(Object point labels)
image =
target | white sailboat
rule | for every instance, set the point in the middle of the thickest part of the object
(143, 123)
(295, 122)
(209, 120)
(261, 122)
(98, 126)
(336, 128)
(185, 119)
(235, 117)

### What to produce
Switch "sailboat" to "boat" throughout the rows above and write them out again with nothing else changed.

### Result of this exercise
image =
target | white boat
rule | for every instance, set the point in the middle of the thickest part of the object
(143, 123)
(295, 122)
(209, 120)
(261, 122)
(98, 126)
(336, 128)
(185, 119)
(235, 117)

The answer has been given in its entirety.